What to do
Rewrite the data below from its first line through the line containing "112;187;139;260", swapping "Pick out" for "Locate" and keeping everything else the same.

Stored items
-----
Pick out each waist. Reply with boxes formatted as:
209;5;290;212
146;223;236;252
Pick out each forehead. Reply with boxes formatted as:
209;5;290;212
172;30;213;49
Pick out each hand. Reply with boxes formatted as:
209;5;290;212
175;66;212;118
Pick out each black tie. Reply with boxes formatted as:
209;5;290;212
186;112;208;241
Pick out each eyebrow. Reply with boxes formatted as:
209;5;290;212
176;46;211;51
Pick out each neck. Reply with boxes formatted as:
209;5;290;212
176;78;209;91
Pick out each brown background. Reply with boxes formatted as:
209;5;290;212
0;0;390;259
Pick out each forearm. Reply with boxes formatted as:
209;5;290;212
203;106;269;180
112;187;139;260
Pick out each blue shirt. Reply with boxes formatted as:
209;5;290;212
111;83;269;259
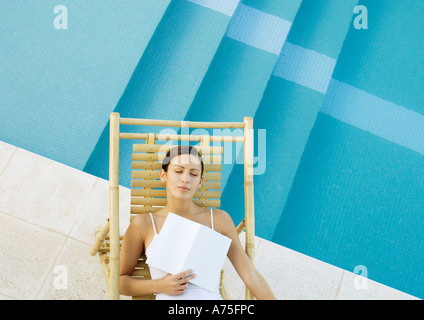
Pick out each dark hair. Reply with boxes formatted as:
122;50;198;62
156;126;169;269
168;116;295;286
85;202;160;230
162;146;204;176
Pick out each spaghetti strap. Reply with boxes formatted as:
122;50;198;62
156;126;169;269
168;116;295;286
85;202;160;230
211;209;215;230
149;212;158;235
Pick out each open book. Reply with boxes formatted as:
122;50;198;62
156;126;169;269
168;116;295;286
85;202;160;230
146;212;231;291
-----
Problem solution
Locate each waist. Reply with boxes formatted as:
209;5;290;212
146;223;236;252
Locate each forehead. Reply with boxes formatted as:
209;5;290;212
172;30;213;49
Locate each hand. Reply with boxes formatted as:
209;5;290;212
175;66;212;118
Locate each black tie. Reply with boxes formatted as:
209;5;290;212
186;112;208;241
Locate each eyebrow. Reply with boxes formatted as:
209;5;290;212
176;46;211;51
Locate each neck. Reply with boxes formatted as:
209;5;290;212
176;78;209;91
Locate each brown background. Reply with boxes formatted as:
209;5;290;212
0;0;390;259
Locate each forearm. Reply with boxes formatted as:
209;5;290;212
203;106;269;180
112;187;139;260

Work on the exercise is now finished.